# TO DO
Write each entry out again exactly as it was given.

(Dataset entries)
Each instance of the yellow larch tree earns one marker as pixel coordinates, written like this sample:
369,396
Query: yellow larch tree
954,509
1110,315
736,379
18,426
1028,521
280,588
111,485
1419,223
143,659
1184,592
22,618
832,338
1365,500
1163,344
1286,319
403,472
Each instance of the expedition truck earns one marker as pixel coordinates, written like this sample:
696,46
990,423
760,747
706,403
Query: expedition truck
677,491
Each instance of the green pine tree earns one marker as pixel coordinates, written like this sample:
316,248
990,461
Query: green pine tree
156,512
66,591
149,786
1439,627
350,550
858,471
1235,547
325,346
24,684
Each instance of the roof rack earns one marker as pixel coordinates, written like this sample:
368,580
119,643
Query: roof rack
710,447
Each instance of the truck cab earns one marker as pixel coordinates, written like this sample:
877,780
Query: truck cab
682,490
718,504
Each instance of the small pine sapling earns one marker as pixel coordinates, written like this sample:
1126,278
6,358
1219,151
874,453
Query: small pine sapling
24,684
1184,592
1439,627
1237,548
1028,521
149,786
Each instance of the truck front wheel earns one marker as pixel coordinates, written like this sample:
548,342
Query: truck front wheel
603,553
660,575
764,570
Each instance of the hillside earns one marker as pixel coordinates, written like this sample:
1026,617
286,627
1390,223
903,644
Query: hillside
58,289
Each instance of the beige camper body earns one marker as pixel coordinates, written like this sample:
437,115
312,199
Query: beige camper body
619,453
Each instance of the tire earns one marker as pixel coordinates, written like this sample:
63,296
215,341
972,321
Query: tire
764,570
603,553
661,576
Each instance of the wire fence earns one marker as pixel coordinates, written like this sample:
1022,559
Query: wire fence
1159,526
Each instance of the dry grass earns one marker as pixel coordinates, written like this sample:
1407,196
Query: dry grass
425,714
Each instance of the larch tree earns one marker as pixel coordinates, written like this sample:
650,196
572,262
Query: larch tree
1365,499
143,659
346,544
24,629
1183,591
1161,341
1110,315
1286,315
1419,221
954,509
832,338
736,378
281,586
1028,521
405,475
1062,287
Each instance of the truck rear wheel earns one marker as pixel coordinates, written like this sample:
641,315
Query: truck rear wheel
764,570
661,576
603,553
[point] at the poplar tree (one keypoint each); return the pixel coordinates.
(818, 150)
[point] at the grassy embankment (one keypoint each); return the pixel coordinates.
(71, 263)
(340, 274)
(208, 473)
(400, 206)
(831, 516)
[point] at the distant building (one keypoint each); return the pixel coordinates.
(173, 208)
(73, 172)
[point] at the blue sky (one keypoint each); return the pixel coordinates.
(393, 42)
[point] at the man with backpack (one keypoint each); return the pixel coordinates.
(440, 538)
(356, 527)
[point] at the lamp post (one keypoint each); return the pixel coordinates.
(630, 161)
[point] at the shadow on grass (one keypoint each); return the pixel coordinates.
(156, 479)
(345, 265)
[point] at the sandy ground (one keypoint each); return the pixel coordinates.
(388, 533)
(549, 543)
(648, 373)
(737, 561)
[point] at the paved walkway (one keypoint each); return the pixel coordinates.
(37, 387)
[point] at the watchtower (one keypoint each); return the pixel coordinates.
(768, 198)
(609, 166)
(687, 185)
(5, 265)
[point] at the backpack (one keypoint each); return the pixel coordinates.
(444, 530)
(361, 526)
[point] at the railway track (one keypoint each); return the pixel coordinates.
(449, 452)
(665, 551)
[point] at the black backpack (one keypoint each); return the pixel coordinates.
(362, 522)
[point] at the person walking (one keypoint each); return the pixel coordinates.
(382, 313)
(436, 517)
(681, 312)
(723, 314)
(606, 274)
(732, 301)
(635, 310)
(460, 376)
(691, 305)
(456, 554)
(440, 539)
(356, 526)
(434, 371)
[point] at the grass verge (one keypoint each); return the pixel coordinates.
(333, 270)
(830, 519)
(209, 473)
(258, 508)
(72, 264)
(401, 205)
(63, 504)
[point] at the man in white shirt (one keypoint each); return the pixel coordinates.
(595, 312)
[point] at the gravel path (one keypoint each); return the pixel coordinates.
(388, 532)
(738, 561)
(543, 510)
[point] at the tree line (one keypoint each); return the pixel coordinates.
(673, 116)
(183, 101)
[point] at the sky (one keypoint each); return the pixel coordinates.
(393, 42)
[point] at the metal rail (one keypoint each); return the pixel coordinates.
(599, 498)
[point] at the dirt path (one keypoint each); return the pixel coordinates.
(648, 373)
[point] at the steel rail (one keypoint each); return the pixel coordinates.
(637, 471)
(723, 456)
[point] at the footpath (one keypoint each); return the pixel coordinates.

# RESPONSE BOX
Each instance of the yellow larch tree earns one marker as pixel coordinates, written like this sample:
369,396
Query: yellow larch tree
954,509
1110,315
736,379
18,426
1028,521
280,588
111,485
1419,223
143,659
1184,592
22,618
832,338
1365,500
1163,344
1286,319
403,472
Each instance of the expedition truck earns one marker as pixel coordinates, written like this sample:
696,46
990,423
760,747
706,403
Query: expedition truck
677,491
Each instance of the green pine tree earns one marker as pixel coordinates, written like this sample:
316,248
990,461
Query: green pine tree
156,512
66,591
149,786
1439,627
350,550
858,471
1235,547
325,346
24,684
Each instance of the roof rack earns one marker as pixel coordinates, written like this sample:
368,580
119,643
Query: roof rack
710,447
Each instance of the truck cab earns one marker as pixel coordinates, written like this sample:
877,780
Query: truck cab
682,490
718,504
Each instance of the small pine sapling earns one marker as pixel coordinates, written like this sample:
1126,278
6,358
1219,151
874,453
Query: small pine sapling
24,684
1184,592
1439,627
1237,548
1028,521
149,786
Each instance of the truck front wheel earns one marker as pixel coordinates, written like this sample:
548,342
Query: truck front wheel
603,553
660,575
764,570
Each instance of the hillside earns one marker as pixel coordinates, written like this sample:
1026,617
286,627
1390,223
903,644
Query: hillside
58,289
Each instance of the beige camper body earns one marker as pixel coordinates, written like this sample:
437,115
312,199
Query: beige camper body
619,453
Each instance of the tire earns one marker as pixel coordinates, written like this sample:
63,296
215,341
972,321
Query: tire
764,570
603,553
661,576
Each instance of the wire fence earns one marker as pixel coordinates, written like this sample:
1022,559
Query: wire fence
1159,526
Each instance of the dry grass earns one marker as pixel coordinates, written like this sample:
1407,196
Query: dry grass
425,714
Each instance of the larch tree earns one marker as pixel coordinates, written like this sample:
650,196
572,262
Query: larch tree
1365,499
143,659
346,544
24,629
1183,591
1161,341
1110,315
1286,315
1419,221
954,509
832,338
736,378
281,586
1028,521
405,475
1062,287
Each instance of the truck rear wheel earns one marker as pixel coordinates, written like this sample:
641,315
Query: truck rear wheel
764,570
661,576
603,553
[point] at the poplar tree (one keypoint each); return the pixel coordinates.
(818, 150)
[point] at the grassy embankment (one keypoint each); return the pixel coordinates.
(71, 263)
(340, 274)
(208, 473)
(400, 206)
(831, 516)
[point] at the distant building (one keypoint each); return the pixel coordinates.
(173, 208)
(73, 172)
[point] at the blue sky (one keypoint each); return the pixel coordinates.
(393, 42)
[point] at the man with backpack (one keypoint each); return the pixel coordinates.
(440, 538)
(356, 527)
[point] at the lamp post (one keypoint each); return the pixel coordinates.
(630, 161)
[point] at the shadow on grass (one keypoint each); return the pixel coordinates.
(156, 479)
(345, 265)
[point] at the sandy ground (one keypoint each); return the pixel coordinates.
(388, 533)
(549, 543)
(648, 373)
(737, 561)
[point] at the paved walkway (one keypoint each); return the pixel coordinates.
(37, 387)
[point] at the watchtower (one keypoint each); return the pixel coordinates.
(768, 198)
(609, 166)
(687, 185)
(5, 265)
[point] at the backpack (one keypoint each); return the pixel coordinates.
(444, 530)
(361, 526)
[point] at the railway track (one keypoint each); return the pixel coordinates.
(449, 452)
(665, 551)
[point] at the black backpack (one keypoint each); return the pixel coordinates.
(362, 522)
[point] at the person walking (one keypoint each); return the pixel coordinates.
(382, 313)
(436, 517)
(681, 312)
(723, 314)
(606, 274)
(732, 301)
(635, 310)
(460, 376)
(691, 305)
(456, 554)
(440, 539)
(356, 526)
(434, 371)
[point] at the grass verge (one keypoint each); return the pixel coordinates.
(333, 270)
(830, 519)
(209, 473)
(258, 508)
(72, 264)
(401, 205)
(63, 504)
[point] at the man in white shirt (one keypoint each); return the pixel coordinates.
(595, 312)
[point] at the gravel path (one keypoint each); return the pixel coordinates.
(388, 532)
(738, 561)
(543, 510)
[point] at the tree line (one keypoint each); return the pixel coordinates.
(673, 116)
(183, 101)
[point] at the sky (one keypoint each); return the pixel coordinates.
(393, 42)
[point] at the metal rail (one keypoint each); return the pixel coordinates.
(599, 498)
[point] at the dirt path (one keypoint each); return the pixel coordinates.
(648, 373)
[point] at the steel rail (one keypoint each); return the pixel coordinates.
(637, 471)
(723, 456)
[point] at the footpath (one keypoint each); return the pixel coordinates.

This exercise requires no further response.